WHAT YOU ARE ASKED TO DO –
Every line of the listing below from the one with "forest and give integer pixel coordinates." up to and including the one with "stone surface and give integer pixel coordinates." should be retyped exactly, and nothing else; pictures are not part of the copy.

--

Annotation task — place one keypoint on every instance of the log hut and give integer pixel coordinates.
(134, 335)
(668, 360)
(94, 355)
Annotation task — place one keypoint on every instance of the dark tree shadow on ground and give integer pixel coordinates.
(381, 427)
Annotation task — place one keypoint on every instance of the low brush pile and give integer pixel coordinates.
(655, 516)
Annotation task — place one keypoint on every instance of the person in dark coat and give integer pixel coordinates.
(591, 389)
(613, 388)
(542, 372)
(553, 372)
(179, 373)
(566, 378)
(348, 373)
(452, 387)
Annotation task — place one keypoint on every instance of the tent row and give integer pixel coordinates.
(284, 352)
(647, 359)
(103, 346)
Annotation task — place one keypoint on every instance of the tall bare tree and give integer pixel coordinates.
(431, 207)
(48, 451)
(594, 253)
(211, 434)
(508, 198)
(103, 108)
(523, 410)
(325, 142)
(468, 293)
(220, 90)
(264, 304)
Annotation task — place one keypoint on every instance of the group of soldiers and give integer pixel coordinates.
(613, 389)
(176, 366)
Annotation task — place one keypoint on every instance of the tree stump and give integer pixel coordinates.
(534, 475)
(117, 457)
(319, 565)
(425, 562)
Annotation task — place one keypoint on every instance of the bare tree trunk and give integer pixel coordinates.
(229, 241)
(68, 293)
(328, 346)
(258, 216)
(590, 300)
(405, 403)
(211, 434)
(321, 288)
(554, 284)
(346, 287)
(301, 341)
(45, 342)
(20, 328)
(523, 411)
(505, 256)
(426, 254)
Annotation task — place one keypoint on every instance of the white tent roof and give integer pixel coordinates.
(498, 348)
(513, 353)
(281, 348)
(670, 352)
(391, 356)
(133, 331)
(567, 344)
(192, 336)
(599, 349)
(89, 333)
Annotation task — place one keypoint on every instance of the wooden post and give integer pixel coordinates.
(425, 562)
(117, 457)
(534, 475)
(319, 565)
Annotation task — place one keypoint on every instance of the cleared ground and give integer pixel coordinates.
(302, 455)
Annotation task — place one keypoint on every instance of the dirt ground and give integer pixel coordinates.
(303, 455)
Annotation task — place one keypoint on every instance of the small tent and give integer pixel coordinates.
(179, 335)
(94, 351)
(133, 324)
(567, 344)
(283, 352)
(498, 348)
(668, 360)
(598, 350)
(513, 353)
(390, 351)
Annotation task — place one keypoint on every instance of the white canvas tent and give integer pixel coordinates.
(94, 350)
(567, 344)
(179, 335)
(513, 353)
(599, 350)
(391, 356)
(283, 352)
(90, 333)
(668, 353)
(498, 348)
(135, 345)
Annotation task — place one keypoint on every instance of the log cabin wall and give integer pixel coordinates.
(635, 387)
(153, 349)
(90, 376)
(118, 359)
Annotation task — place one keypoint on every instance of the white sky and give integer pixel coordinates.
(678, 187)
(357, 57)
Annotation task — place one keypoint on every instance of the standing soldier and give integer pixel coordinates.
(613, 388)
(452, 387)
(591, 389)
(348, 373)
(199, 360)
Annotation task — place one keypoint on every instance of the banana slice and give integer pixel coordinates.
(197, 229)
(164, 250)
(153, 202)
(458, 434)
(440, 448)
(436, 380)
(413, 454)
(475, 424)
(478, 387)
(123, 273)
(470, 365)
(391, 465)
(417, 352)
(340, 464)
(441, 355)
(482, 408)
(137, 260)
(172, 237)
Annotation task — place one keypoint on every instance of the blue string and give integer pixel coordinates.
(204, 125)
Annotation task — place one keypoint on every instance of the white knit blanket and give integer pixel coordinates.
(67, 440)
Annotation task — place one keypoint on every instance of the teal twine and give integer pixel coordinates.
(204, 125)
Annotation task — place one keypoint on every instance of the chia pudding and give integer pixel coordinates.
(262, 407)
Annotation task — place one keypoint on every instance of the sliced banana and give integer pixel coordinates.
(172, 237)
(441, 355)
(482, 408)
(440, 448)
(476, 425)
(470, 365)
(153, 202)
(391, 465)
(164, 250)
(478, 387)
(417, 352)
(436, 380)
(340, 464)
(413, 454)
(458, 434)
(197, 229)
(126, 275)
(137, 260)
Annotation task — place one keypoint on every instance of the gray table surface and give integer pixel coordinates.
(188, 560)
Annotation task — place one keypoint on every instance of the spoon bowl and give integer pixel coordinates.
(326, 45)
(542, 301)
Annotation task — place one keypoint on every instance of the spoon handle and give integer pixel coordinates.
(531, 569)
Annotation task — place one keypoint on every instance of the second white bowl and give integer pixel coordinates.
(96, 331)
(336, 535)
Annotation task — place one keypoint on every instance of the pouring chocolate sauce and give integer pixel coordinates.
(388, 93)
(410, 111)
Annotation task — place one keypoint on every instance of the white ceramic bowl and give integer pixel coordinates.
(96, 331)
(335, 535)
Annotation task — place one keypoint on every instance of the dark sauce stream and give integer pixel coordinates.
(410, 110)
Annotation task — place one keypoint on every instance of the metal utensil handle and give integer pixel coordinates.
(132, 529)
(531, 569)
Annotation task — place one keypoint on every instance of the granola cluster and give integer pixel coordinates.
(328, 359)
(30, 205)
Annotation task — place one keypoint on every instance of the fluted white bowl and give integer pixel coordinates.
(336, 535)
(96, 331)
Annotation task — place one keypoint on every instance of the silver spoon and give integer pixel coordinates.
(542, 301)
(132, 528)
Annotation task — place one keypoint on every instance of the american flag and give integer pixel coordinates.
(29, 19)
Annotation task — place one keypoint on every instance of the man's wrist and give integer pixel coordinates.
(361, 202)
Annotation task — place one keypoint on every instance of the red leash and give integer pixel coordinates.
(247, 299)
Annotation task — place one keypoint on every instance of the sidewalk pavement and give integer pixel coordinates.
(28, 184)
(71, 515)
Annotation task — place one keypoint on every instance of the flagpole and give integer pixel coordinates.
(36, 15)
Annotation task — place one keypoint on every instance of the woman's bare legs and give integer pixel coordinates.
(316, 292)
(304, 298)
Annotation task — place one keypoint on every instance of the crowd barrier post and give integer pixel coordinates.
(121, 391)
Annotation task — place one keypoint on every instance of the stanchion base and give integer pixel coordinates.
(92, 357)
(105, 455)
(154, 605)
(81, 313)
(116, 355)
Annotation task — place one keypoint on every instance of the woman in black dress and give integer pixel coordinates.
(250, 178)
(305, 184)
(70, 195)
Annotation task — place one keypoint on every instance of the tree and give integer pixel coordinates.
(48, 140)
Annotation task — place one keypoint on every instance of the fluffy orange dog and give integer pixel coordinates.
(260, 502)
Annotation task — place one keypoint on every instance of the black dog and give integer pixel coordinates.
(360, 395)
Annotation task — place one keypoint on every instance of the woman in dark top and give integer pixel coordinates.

--

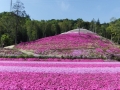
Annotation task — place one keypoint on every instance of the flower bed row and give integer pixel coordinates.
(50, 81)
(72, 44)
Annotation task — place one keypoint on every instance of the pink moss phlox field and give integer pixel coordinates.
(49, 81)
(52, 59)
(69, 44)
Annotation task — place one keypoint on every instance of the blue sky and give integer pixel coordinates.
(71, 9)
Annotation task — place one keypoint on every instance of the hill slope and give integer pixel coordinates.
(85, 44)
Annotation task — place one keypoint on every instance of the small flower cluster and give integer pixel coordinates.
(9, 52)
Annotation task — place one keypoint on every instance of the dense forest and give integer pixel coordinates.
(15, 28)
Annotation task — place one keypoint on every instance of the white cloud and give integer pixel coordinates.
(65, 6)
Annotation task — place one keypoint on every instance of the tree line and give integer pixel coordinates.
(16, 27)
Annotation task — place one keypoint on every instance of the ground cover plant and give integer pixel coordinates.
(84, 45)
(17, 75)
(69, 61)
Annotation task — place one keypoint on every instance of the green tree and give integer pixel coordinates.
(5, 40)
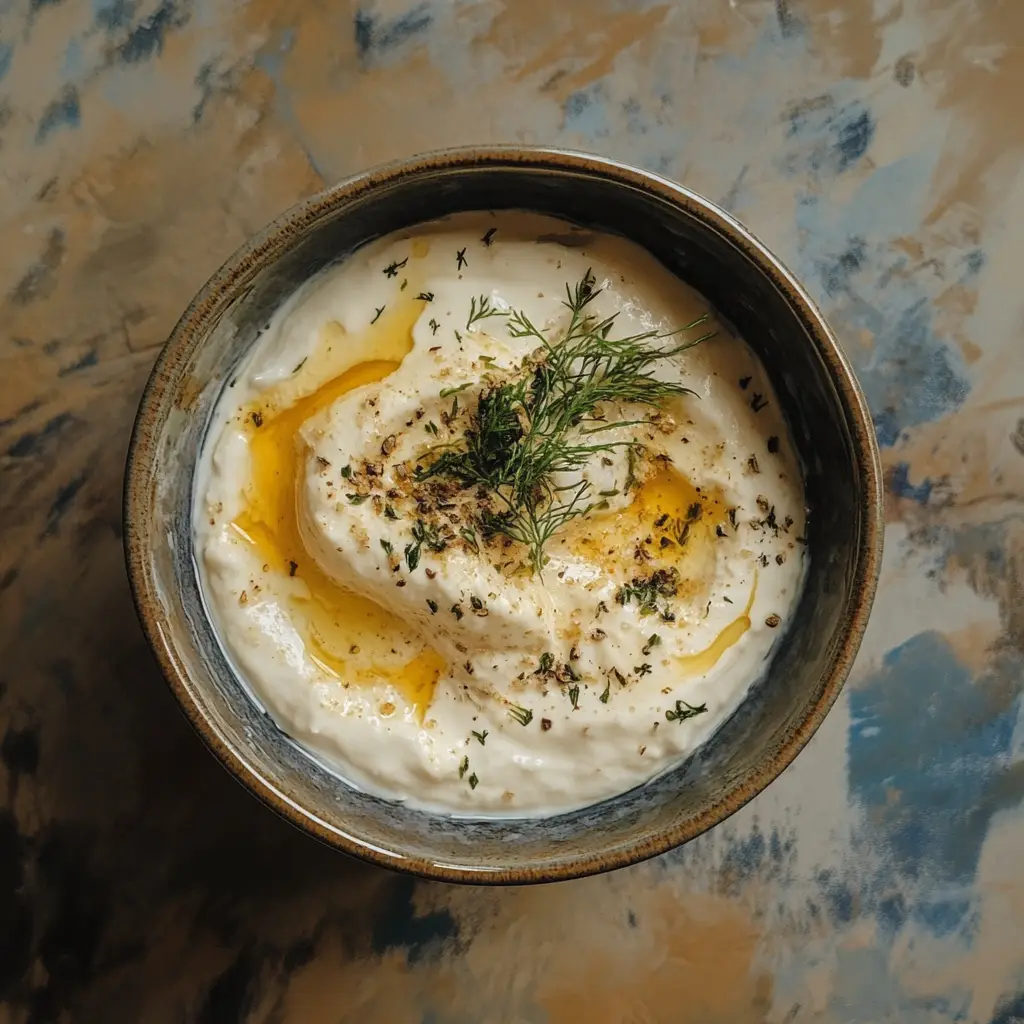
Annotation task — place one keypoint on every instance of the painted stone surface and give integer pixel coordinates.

--

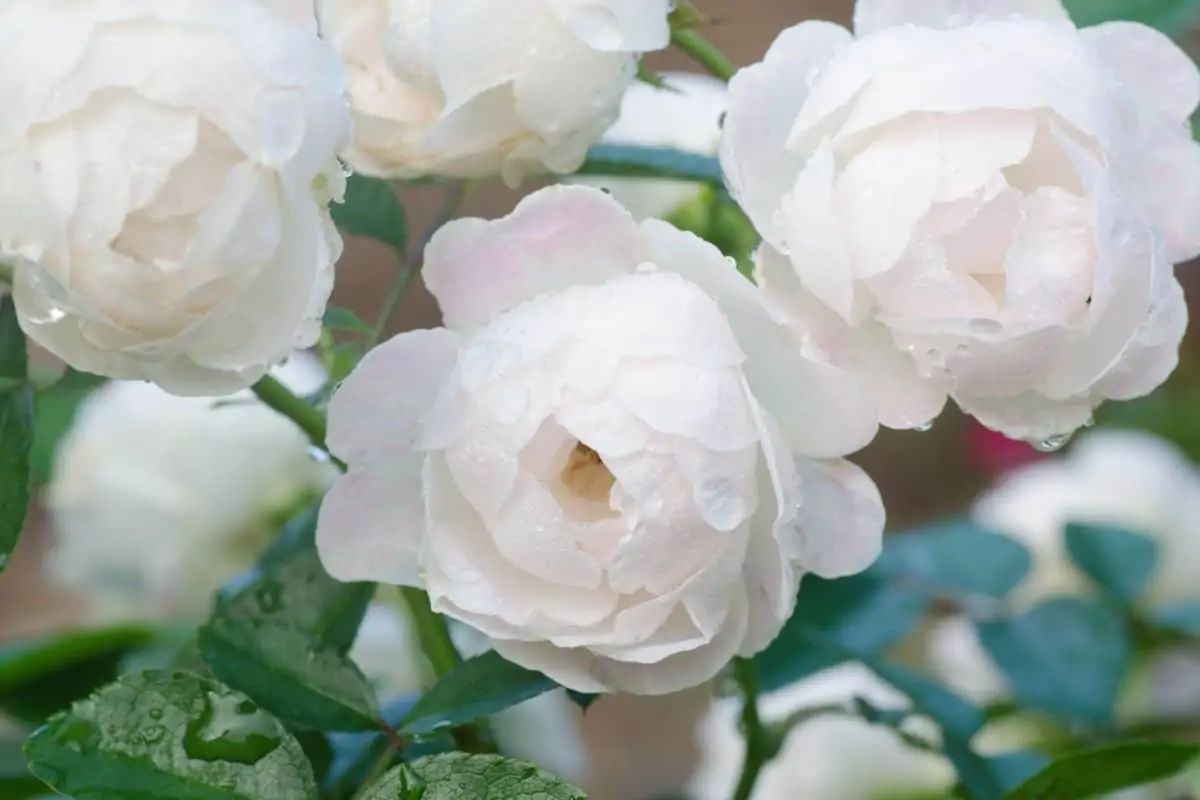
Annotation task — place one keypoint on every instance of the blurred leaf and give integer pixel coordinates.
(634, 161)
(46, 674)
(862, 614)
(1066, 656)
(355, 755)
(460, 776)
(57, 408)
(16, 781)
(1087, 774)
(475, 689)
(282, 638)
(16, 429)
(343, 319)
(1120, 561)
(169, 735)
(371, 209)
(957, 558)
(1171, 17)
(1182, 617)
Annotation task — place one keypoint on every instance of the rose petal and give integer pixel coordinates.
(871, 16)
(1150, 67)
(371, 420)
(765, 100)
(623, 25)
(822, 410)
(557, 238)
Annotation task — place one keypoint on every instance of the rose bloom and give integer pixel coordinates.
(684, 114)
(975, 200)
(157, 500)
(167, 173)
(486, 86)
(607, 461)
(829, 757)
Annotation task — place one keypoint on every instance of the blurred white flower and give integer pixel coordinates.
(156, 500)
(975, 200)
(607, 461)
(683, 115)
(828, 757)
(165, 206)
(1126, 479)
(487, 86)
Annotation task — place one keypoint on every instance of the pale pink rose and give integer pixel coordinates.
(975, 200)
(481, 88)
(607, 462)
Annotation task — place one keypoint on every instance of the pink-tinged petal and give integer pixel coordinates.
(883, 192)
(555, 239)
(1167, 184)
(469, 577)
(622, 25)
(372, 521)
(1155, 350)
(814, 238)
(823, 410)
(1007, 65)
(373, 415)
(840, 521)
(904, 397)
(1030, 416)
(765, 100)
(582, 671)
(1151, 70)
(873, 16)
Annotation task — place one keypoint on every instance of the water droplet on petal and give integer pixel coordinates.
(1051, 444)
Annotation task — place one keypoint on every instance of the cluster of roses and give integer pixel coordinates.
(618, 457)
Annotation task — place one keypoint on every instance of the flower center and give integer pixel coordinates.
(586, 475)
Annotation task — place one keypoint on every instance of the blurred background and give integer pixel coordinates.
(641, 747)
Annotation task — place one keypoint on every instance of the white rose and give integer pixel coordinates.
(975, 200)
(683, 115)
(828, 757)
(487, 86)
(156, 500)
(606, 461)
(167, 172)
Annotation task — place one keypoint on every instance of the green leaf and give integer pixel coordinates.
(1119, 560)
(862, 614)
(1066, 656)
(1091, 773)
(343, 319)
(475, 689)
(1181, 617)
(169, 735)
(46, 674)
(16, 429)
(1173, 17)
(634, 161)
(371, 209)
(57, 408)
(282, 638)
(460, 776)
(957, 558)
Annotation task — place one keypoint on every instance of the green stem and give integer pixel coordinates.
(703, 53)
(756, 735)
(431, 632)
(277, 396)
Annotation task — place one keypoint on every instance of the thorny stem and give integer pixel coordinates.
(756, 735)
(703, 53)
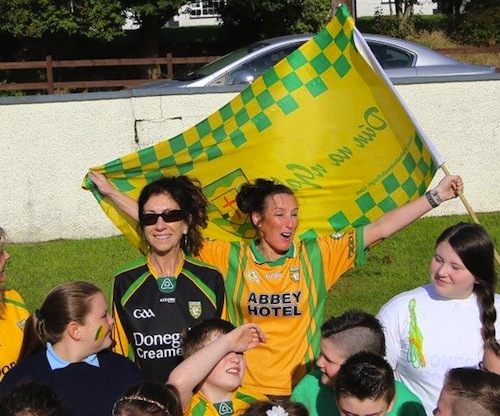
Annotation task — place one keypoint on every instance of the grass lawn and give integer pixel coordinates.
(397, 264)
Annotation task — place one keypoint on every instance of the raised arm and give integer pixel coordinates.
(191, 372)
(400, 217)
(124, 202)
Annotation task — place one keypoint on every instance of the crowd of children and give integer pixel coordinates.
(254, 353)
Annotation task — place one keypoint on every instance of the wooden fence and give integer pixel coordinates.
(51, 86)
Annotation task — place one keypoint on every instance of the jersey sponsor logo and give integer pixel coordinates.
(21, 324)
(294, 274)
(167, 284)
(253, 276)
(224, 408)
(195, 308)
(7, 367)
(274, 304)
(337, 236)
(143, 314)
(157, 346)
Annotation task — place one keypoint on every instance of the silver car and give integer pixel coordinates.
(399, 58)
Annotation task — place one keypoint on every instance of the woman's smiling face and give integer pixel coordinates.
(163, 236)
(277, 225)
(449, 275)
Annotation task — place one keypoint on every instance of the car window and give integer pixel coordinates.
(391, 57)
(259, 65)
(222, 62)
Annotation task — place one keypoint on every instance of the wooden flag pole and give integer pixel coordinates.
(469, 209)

--

WRITTEN ANSWER –
Annotation task — place one keypoint on every instance of the dense forest and give integer pixel coordinates.
(15, 28)
Annotation task — place one keypoint on every instance of the white cloud and give integer pixel coordinates.
(65, 6)
Annotation task — place one keypoint on every instance of the tree line and give integer pixel coordinates.
(16, 27)
Annotation task — place one keypoint on every instance of the ground cover plant and give integer pixel coordinates.
(84, 45)
(17, 75)
(69, 61)
Annotation task — place one keypoint on every instance of the green tree and give integer pixel coordinates.
(5, 40)
Annotation task — place one keypoint on every instance of the painted stone surface and give integer pixel coordinates.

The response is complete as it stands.